■ **THE REQUEST**: State how many of the lines below contain the string "flaxseed", giving the number alone.

■ **RECORDS FOR PROCESSING**:
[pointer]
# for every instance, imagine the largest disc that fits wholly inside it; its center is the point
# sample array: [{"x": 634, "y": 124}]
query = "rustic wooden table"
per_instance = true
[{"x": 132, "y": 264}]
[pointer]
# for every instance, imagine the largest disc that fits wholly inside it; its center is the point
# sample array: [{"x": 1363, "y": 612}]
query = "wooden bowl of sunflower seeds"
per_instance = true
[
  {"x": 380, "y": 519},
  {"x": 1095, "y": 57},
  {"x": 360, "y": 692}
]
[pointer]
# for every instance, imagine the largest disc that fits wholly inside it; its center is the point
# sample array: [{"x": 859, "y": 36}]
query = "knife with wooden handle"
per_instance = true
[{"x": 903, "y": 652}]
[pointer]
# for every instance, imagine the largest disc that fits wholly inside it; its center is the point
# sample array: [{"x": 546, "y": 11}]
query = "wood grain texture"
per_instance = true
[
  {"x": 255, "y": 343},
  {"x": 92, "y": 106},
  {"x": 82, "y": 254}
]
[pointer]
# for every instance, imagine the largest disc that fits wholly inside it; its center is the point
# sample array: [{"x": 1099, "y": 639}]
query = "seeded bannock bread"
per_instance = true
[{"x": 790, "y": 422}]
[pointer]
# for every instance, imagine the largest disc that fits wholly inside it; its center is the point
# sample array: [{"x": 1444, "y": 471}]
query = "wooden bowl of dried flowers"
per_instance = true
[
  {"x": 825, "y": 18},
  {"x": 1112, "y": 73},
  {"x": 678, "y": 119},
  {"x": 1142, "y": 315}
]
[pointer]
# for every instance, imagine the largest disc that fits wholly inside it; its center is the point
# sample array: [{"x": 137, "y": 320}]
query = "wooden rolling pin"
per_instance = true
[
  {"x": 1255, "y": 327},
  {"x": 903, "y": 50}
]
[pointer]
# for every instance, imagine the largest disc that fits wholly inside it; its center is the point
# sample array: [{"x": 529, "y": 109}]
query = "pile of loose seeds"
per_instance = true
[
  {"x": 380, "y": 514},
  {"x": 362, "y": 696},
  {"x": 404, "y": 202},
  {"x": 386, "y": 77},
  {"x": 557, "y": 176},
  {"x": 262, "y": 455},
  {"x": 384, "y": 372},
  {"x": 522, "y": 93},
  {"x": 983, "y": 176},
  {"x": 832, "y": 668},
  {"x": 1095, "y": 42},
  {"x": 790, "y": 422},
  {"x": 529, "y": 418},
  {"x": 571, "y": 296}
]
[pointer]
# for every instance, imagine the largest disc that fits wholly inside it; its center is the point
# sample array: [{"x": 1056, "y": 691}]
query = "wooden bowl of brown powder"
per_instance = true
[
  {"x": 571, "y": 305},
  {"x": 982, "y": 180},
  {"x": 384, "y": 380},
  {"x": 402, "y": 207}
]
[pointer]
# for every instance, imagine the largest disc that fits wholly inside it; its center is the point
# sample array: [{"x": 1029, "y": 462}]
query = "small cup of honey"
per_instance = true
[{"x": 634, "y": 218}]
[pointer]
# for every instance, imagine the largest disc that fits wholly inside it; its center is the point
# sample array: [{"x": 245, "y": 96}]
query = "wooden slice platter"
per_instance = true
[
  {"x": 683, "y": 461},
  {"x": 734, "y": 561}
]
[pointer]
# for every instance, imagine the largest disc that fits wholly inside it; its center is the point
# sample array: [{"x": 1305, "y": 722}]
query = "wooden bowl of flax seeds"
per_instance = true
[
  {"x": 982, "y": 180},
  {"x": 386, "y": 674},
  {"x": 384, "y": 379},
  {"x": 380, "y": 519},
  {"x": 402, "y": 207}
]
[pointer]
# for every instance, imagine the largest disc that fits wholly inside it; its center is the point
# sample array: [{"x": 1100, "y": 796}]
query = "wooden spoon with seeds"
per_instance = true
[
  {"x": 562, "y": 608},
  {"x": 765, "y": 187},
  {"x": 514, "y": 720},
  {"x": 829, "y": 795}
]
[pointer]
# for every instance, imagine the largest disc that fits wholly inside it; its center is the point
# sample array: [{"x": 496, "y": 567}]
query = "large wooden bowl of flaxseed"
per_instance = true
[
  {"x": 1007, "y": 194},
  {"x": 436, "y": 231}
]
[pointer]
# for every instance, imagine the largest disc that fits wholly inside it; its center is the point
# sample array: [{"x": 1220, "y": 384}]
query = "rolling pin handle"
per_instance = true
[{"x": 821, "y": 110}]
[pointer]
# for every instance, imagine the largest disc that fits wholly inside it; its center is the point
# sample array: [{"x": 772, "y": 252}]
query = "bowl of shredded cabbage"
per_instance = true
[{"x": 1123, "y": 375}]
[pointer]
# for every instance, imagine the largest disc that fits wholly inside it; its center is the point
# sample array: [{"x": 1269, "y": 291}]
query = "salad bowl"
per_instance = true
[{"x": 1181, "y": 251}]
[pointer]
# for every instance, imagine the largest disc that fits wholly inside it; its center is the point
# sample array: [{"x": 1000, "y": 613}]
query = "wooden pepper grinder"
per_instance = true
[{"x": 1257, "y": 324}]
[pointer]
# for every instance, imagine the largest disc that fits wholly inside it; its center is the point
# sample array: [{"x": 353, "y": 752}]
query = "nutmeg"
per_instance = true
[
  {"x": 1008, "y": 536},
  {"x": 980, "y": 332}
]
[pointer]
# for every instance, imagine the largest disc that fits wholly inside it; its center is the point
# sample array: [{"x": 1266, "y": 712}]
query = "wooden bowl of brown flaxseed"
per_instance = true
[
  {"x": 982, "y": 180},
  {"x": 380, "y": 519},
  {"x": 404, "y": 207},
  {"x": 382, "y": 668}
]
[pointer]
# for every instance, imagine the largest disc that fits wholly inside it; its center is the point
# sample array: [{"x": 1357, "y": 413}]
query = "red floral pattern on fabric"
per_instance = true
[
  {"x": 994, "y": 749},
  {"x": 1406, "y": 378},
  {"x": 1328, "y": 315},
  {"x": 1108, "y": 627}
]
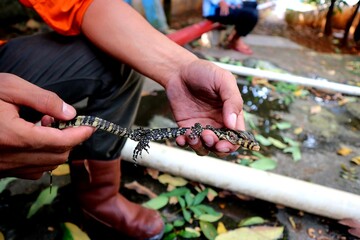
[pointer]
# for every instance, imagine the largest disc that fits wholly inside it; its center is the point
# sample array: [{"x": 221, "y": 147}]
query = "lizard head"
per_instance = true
[{"x": 242, "y": 138}]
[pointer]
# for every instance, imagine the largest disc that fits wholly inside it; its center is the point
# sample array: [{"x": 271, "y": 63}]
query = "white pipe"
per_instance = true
[
  {"x": 263, "y": 185},
  {"x": 323, "y": 84}
]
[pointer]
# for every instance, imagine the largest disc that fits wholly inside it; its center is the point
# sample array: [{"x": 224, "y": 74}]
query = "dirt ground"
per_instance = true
[{"x": 46, "y": 225}]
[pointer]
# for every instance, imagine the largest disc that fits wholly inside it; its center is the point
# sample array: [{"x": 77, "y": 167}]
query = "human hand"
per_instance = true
[
  {"x": 224, "y": 8},
  {"x": 28, "y": 150},
  {"x": 207, "y": 94}
]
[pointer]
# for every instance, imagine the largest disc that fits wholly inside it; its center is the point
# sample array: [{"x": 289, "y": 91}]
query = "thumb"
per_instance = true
[{"x": 17, "y": 91}]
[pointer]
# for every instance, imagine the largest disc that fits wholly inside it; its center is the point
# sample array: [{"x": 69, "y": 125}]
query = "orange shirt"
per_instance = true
[{"x": 64, "y": 16}]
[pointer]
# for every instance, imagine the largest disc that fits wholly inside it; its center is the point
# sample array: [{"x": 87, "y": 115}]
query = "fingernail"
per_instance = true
[
  {"x": 209, "y": 141},
  {"x": 224, "y": 150},
  {"x": 68, "y": 110},
  {"x": 232, "y": 120}
]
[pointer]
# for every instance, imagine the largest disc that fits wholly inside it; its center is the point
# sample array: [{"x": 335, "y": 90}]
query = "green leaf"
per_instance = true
[
  {"x": 225, "y": 59},
  {"x": 295, "y": 151},
  {"x": 186, "y": 215},
  {"x": 200, "y": 197},
  {"x": 174, "y": 181},
  {"x": 291, "y": 142},
  {"x": 208, "y": 230},
  {"x": 277, "y": 143},
  {"x": 4, "y": 182},
  {"x": 45, "y": 197},
  {"x": 189, "y": 199},
  {"x": 262, "y": 140},
  {"x": 283, "y": 125},
  {"x": 73, "y": 232},
  {"x": 253, "y": 233},
  {"x": 196, "y": 210},
  {"x": 264, "y": 164},
  {"x": 168, "y": 227},
  {"x": 259, "y": 155},
  {"x": 251, "y": 221},
  {"x": 171, "y": 236},
  {"x": 179, "y": 223},
  {"x": 189, "y": 233},
  {"x": 210, "y": 218},
  {"x": 207, "y": 209},
  {"x": 177, "y": 192},
  {"x": 181, "y": 202},
  {"x": 157, "y": 203}
]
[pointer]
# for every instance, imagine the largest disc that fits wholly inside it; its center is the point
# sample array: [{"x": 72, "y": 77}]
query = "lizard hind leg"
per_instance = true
[
  {"x": 196, "y": 131},
  {"x": 143, "y": 144}
]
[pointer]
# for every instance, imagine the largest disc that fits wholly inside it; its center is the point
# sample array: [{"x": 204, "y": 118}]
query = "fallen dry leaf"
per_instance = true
[
  {"x": 61, "y": 170},
  {"x": 315, "y": 109},
  {"x": 356, "y": 160},
  {"x": 354, "y": 225},
  {"x": 298, "y": 130},
  {"x": 221, "y": 228},
  {"x": 344, "y": 151},
  {"x": 292, "y": 223},
  {"x": 153, "y": 173},
  {"x": 311, "y": 233},
  {"x": 140, "y": 189}
]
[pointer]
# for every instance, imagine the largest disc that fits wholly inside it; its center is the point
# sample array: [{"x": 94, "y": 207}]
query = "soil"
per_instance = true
[{"x": 311, "y": 38}]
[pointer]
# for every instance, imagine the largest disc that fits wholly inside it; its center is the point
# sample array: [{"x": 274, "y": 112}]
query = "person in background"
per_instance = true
[
  {"x": 242, "y": 14},
  {"x": 96, "y": 55},
  {"x": 154, "y": 13}
]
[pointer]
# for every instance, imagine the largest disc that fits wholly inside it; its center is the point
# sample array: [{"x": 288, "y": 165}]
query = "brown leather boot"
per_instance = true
[{"x": 97, "y": 186}]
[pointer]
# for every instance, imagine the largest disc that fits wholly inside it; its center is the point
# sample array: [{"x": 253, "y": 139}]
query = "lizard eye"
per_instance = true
[{"x": 231, "y": 135}]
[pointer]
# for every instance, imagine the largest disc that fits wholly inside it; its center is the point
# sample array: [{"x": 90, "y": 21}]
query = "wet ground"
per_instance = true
[{"x": 322, "y": 123}]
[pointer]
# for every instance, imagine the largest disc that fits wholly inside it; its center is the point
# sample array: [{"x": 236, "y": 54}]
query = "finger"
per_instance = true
[
  {"x": 20, "y": 92},
  {"x": 224, "y": 148},
  {"x": 233, "y": 103},
  {"x": 50, "y": 139}
]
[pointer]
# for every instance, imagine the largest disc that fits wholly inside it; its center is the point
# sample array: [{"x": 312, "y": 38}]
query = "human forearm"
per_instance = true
[
  {"x": 119, "y": 30},
  {"x": 27, "y": 150}
]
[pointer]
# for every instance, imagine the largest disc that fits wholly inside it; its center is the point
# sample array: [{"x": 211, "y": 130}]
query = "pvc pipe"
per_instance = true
[
  {"x": 263, "y": 185},
  {"x": 322, "y": 84}
]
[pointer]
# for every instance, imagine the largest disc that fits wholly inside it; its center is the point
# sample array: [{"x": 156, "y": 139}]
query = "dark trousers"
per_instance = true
[
  {"x": 77, "y": 71},
  {"x": 244, "y": 19}
]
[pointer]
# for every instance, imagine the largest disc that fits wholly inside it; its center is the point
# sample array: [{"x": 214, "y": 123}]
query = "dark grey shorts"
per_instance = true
[{"x": 77, "y": 71}]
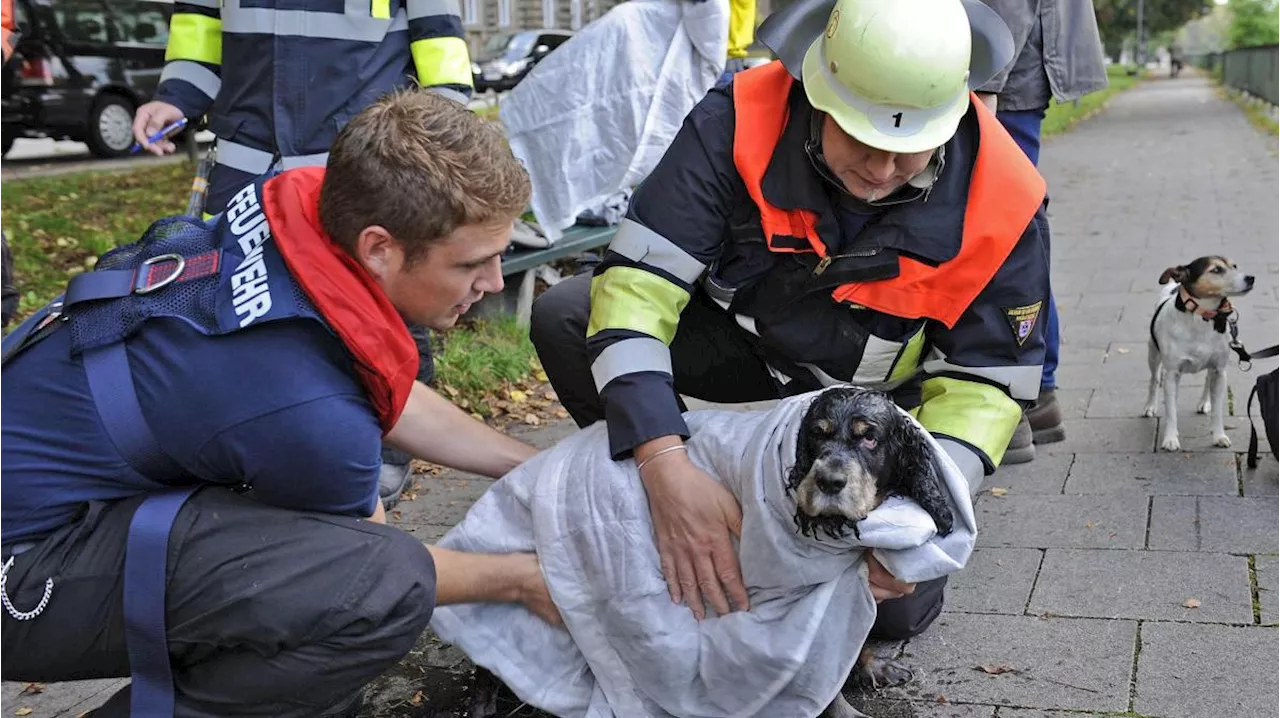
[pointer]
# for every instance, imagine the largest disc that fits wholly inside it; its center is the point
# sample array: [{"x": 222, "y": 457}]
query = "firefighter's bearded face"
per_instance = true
[
  {"x": 437, "y": 284},
  {"x": 865, "y": 172}
]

■ **EXERCISE RESPONSE**: 2